Segment Start: Available data
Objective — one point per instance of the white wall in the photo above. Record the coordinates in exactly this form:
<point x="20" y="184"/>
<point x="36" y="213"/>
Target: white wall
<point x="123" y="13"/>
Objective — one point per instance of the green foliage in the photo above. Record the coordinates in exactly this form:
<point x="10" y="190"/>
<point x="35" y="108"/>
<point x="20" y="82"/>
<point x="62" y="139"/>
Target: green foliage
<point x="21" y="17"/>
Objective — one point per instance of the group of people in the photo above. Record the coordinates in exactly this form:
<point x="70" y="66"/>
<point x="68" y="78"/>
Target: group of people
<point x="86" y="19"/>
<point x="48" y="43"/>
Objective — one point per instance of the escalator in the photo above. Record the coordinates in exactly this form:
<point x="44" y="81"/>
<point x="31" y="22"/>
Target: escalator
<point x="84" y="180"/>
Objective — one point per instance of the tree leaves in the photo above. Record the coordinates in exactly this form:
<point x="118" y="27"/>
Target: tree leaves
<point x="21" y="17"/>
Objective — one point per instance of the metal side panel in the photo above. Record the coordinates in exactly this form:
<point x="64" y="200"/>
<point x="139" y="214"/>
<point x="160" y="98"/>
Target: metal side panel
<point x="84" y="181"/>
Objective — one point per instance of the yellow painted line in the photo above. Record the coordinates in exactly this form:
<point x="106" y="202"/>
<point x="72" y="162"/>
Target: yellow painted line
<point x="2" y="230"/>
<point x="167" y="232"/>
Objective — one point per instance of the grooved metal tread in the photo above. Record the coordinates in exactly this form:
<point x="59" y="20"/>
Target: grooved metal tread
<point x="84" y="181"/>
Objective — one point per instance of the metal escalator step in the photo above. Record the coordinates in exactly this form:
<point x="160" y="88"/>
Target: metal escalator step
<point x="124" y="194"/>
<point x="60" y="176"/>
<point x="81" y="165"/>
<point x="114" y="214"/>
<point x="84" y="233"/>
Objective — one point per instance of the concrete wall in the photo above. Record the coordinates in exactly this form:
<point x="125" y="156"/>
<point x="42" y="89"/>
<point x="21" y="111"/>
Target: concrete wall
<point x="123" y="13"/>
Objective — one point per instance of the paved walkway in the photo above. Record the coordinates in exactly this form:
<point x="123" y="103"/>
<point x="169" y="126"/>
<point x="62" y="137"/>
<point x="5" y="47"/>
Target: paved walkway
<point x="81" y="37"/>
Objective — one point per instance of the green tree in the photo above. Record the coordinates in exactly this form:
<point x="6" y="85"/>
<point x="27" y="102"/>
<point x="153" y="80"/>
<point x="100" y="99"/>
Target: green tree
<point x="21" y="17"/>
Segment End: Available data
Segment Start: Available data
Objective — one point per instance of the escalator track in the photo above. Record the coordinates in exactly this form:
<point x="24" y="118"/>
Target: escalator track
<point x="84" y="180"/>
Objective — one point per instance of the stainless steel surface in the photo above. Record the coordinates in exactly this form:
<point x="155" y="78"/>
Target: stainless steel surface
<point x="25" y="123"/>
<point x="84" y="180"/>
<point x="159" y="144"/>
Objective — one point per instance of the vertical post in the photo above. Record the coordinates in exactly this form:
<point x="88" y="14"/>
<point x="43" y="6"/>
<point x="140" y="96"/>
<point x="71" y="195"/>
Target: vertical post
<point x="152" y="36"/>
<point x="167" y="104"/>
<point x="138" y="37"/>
Segment End: Available data
[Prompt]
Within the data above, the lines from the one with "Objective — one point per instance of the white" to the one with "Objective — one point per instance of the green foliage" must be repeated exactly; no other line belongs in the answer.

[Answer below]
Objective — one point per instance of the white wall in the photo above. Record the coordinates in exactly this form:
<point x="20" y="184"/>
<point x="36" y="213"/>
Target: white wall
<point x="123" y="13"/>
Objective — one point per instance of the green foliage in the photo above. Record the coordinates in exactly this form:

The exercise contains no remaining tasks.